> **Tasks and exercises**
1. Extract, word for word, the portion of the passage on explanation methods running from "Evaluation Criteria for" to "ribs, or background.".
2. For each statement below, state yes or no on whether the passage on explanation methods supports it, quoting the deciding words: (a) Occlusion is slow and prone to patch artifacts. (b) The main risk listed for LIME is that it can highlight confounders. (c) Lung-focus can be assessed qualitatively by a radiologist.

Method Output Good for Main risk Seen in our results
Grad-CAM Coarse heatmap Quick localization Can highlight confounders FP: bone/spine attention
Occlusion Mask-drop map Bias / shortcut check Slow + patch artifacts Border/non-lung sensitivity
LIME Superpixel weights Lung-focused, signed clues Depends on segmentation TN/FP: lung focus clearer

Evaluation Criteria for Explanation Quality

Criterion 1 Lung-Focus

Definition: The explanation should concentrate on clinically relevant anatomy (primarily lung fields for pneumonia) rather than borders, markers, ribs, or background.

How to assess

  • Quantitative: Compute an “inside-lung attribution ratio”
  • Qualitative: A radiologist rates whether highlighted regions correspond to lung opacities/expected patterns vs artifacts (e.g., borders).

Criterion 2 — Faithfulness (Prediction Change When Evidence Removed)

Natural-language object grounding data
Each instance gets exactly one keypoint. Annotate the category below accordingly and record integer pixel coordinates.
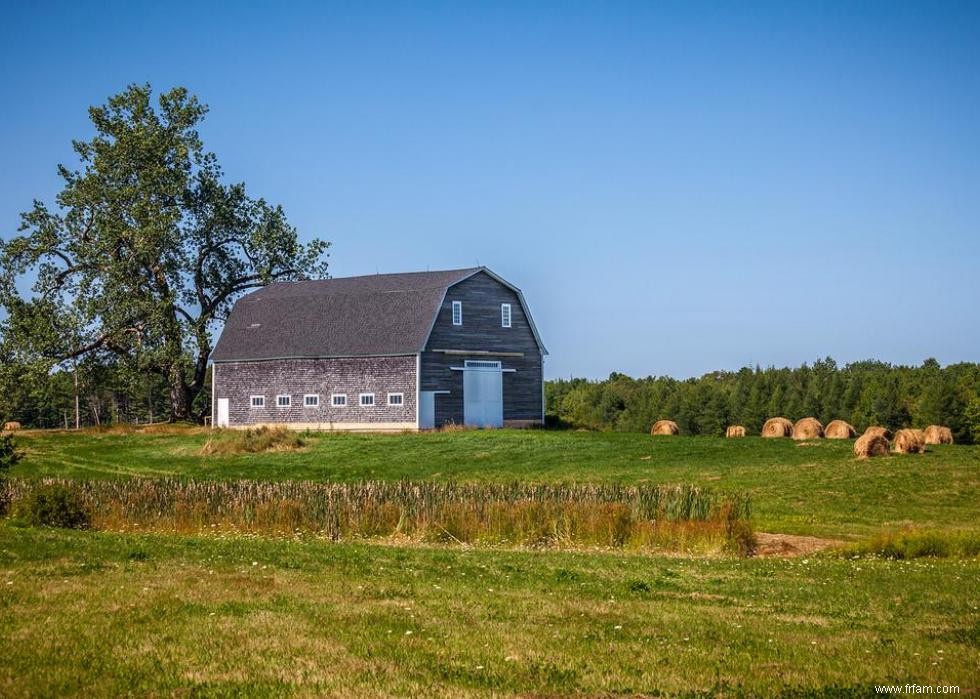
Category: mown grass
(95, 614)
(815, 488)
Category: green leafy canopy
(147, 248)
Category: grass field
(103, 614)
(99, 614)
(814, 488)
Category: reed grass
(251, 441)
(679, 518)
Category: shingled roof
(381, 314)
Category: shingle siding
(238, 381)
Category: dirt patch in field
(791, 544)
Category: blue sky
(677, 187)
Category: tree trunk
(180, 395)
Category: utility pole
(77, 416)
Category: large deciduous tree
(147, 248)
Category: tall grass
(673, 518)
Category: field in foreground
(815, 488)
(108, 614)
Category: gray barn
(382, 352)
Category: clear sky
(677, 187)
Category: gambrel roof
(369, 316)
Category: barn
(383, 352)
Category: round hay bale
(938, 434)
(777, 427)
(909, 442)
(808, 428)
(664, 427)
(868, 445)
(880, 431)
(838, 429)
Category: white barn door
(427, 410)
(483, 394)
(222, 417)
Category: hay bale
(938, 434)
(777, 427)
(664, 427)
(838, 429)
(868, 445)
(880, 431)
(909, 442)
(808, 428)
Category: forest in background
(863, 393)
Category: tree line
(863, 393)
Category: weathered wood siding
(481, 296)
(238, 381)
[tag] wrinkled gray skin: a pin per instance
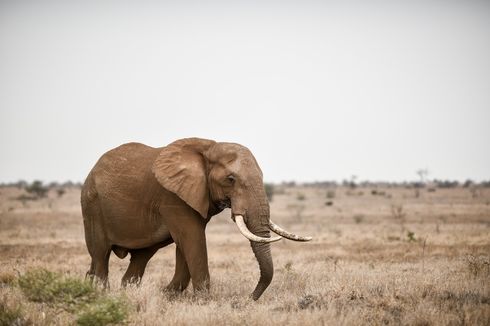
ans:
(138, 199)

> **Replies**
1.
Evaluation Criteria for Explanation Quality

Criterion 1 Lung-Focus

Definition: The explanation should concentrate on clinically relevant anatomy (primarily lung fields for pneumonia) rather than borders, markers, ribs, or background.

2.
(a) Yes: "Slow + patch artifacts"
(b) No: "Depends on segmentation"
(c) Yes: "A radiologist rates whether highlighted regions correspond to lung opacities/expected patterns vs artifacts"